(Extracted text)
=== Begin Enclosure ===

David Granville reviews At Last, Maranna McCloskey, MCM CD 002
THERE'S NO doubt that Ireland is blessed with a deep and rich well of musical tradition, one which continues to nurture a seemingly endless reservoir of young creative talent.
Derry-based vocalist and songwriter Maranna McCloskey , whose debut solo album At Last was released in February, is an example of such talent.
The album features a mixture of traditional and original self-penned ballads, the latter given a more contemporary treatment by McCloskey and producer Brian Baynes. It also includes a single instrumental tune, Cashel Air, composed in honour of her home townland.
Her sweet, crystal-clear vocals befit one whose 'apprenticeship' led her to capture three Derry Fleadh singing championships and a couple Ulster titles for good measure.
Whilst still a student, she replaced her school friend and neighbour Cara Dillon in the popular Irish traditional group Oige, with whom she won many admirers.
In 2001, she left her Dungiven home to spend a year in Australia - a trip which inspired her award-winning song Fraser Island, based on the isle's aboriginal history. The song is one of three well-crafted McCloskey ballads on the album, the others being the parting song Our Last Embrace and the title song At Last, which quietly reveals McCloskey's religious belief.
On her return to Ireland, McCloskey bought a house in Dungiven and got a job as a clinical trials technician at the University of Ulster. She looked set for a spell of steady domesticity. However, an invitation to sing at a St Patrick's Day concert in San Diego with The Brian Baynes Band, Eric Rigler and the San Diego Symphony Orchestra put paid to that plan.
In the end, the house was sold to finance the album. A bit of a gamble, but given At Last's critical reception, it looks like one that she's unlikely regret.

=== End Enclosure ===

(Activity list)
1 – Retype the part of the review of Maranna McCloskey's album At Last that runs from "Derry-based vocalist and" up to and including "won many admirers.".
2 – Write the next part of the review of Maranna McCloskey's album At Last, beginning right after its final sentence.

(Extracted material)
=== Begin Enclosure ===

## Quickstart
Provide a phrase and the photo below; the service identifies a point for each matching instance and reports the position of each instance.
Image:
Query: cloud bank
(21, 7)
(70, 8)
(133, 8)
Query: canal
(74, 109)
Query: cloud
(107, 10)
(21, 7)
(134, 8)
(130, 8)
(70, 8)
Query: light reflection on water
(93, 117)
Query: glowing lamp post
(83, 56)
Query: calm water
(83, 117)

=== End Enclosure ===

(Task results)
1 –
Derry-based vocalist and songwriter Maranna McCloskey , whose debut solo album At Last was released in February, is an example of such talent.
The album features a mixture of traditional and original self-penned ballads, the latter given a more contemporary treatment by McCloskey and producer Brian Baynes. It also includes a single instrumental tune, Cashel Air, composed in honour of her home townland.
Her sweet, crystal-clear vocals befit one whose 'apprenticeship' led her to capture three Derry Fleadh singing championships and a couple Ulster titles for good measure.
Whilst still a student, she replaced her school friend and neighbour Cara Dillon in the popular Irish traditional group Oige, with whom she won many admirers.

2 –
The traditional ballads featured include the delightful Cá Raibh Tú Ar Fleadh An Lae Uaim?, sung in Irish, To Mass Last Sunday, Lonely Irish Maid, The Home I Left Behind and Magherafelt May Fair.
But, whether performing traditional or contemporary material, her voice is never anything less than honey-sweet and resonant.
For this reviewer, the juxtaposition of traditional with contemporary material gives the album a distinctly refreshing air, although I accept that the addition of saxophoneit and cello on some numbers may not be to everyone's taste.
Whatever the style, praise is due for Brian Baynes subtle and masterful production, which provides the perfect setting for McCloskey's beautiful vocal sound. Baynes also contributes guitar, piano, bass, keyboard, mandolin and percussion.
Other fine musicians featured on the album include Eric Rigler (Uilleann pipes and flute), Jon Szanto (drums), Mary Szanto (cello) and Gerard Nolan (saxophone). Some will recognise Rigler for his piping on the film Titanic.
After several plays I'm confident that we're going to hear a lot more of Maranna McCloskey in the future. In fact, if I were a gambling man, I'd put my house on it. After all, she did.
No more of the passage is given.